Problems to work on:
1: Translate this sentence from the text on emergency funds into Spanish: "Take a step back and think rationally about the situation and your finances before making any decisions."
2: Answer these questions from the text on emergency funds.
(a) Which two actions does the text say will do more harm than good if done too soon?
(b) How much extra money does it suggest pulling out for a few weeks to build a reasonable stockpile?
(c) What rule does it recommend for staples on a grocery list?

Excerpt:
Avoid making impulsive financial decisions. Don’t make choices based on fear and speculation. Withdrawing money from your retirement accounts or pawning your jewelry will do more harm than good if you do it too soon. Take a step back and think rationally about the situation and your finances before making any decisions.
4 Reasons to Use Your Emergency Fund in a Crisis
If you do need to tap into your emergency fund during a recession or other season of panic, here are four things you should reserve it for that are unique to these times.
1. Build a Reasonable Stockpile
There’s no need to waste your entire emergency fund on 48 rolls of toilet paper and a cart full of nonperishable foods, but it is wise to prepare. If your budget can’t stretch to afford more than you need, pull out an extra $50 to $100 for a few weeks to build a reasonable stockpile.
For any staples that are on your grocery list use the “one for now and two for later” rule to gradually stock your pantry. Or if you normally buy a single or small pack of something, get the bulk version instead.
You can use the same rule when making freezer meals. Buy extra ingredients to prepare one for now and freeze one or two for later. Freezer meals aren’t just practical, they’re a way to incorporate fresh and healthy foods in your diet should your budget continue to tighten.

Data under study:
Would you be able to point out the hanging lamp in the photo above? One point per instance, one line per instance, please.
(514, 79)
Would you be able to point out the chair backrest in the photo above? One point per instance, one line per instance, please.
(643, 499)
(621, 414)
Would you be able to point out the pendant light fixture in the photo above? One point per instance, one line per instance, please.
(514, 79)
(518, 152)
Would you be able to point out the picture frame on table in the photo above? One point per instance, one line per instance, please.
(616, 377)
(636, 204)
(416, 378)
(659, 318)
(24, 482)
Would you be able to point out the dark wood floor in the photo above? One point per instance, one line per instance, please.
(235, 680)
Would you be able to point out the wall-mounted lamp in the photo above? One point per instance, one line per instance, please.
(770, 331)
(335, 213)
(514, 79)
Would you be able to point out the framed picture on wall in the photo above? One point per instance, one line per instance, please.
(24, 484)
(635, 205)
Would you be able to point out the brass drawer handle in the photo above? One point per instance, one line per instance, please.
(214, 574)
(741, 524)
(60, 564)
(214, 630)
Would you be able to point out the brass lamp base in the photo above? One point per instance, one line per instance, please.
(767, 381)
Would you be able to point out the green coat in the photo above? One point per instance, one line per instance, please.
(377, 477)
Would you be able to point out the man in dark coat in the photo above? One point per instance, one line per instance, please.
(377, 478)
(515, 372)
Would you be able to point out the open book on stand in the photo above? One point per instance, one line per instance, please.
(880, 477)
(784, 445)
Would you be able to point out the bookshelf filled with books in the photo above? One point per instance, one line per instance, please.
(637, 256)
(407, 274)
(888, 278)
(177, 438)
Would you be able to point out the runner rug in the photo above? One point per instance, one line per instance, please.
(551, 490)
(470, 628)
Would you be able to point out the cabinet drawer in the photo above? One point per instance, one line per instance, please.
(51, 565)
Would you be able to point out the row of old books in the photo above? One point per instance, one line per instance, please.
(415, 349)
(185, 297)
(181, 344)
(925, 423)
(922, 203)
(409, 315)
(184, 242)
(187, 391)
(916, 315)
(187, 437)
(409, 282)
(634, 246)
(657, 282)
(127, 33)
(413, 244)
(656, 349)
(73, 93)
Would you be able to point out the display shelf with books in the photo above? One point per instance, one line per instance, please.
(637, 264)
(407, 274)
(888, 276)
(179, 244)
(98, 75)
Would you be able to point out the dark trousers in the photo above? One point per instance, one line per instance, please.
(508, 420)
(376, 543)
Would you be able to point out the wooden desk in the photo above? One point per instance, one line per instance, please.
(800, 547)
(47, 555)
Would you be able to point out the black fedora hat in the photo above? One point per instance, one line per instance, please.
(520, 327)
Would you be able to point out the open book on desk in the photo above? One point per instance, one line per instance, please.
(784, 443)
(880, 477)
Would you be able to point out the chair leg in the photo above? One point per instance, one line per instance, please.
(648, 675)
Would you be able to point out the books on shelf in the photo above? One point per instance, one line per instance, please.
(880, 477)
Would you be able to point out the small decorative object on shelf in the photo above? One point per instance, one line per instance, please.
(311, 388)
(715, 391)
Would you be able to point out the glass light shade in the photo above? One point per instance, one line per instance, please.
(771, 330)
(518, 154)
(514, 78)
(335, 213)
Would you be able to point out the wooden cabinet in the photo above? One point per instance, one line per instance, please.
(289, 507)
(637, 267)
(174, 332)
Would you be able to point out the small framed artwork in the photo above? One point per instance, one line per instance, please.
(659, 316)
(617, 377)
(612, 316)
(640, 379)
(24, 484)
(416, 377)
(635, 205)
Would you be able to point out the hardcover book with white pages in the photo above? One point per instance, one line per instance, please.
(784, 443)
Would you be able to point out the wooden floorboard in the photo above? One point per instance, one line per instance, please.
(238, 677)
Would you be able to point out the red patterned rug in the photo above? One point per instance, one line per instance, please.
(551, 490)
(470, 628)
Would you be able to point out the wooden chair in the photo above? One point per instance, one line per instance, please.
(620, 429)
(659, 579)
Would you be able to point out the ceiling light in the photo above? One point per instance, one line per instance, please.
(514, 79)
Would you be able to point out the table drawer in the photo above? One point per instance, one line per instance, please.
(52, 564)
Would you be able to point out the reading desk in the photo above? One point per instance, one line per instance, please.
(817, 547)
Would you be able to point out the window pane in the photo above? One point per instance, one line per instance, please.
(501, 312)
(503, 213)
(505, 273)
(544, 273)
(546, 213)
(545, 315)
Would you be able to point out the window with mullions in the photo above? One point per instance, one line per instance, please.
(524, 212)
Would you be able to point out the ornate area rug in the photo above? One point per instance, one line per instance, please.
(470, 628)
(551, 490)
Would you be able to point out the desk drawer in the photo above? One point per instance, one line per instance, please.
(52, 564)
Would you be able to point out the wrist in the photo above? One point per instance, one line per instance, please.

Responses to the tasks:
1: Da un paso atrás y piensa de forma racional sobre la situación y tus finanzas antes de tomar cualquier decisión.

2:
(a) Withdrawing money from retirement accounts and pawning jewelry.
(b) $50 to $100.
(c) The "one for now and two for later" rule.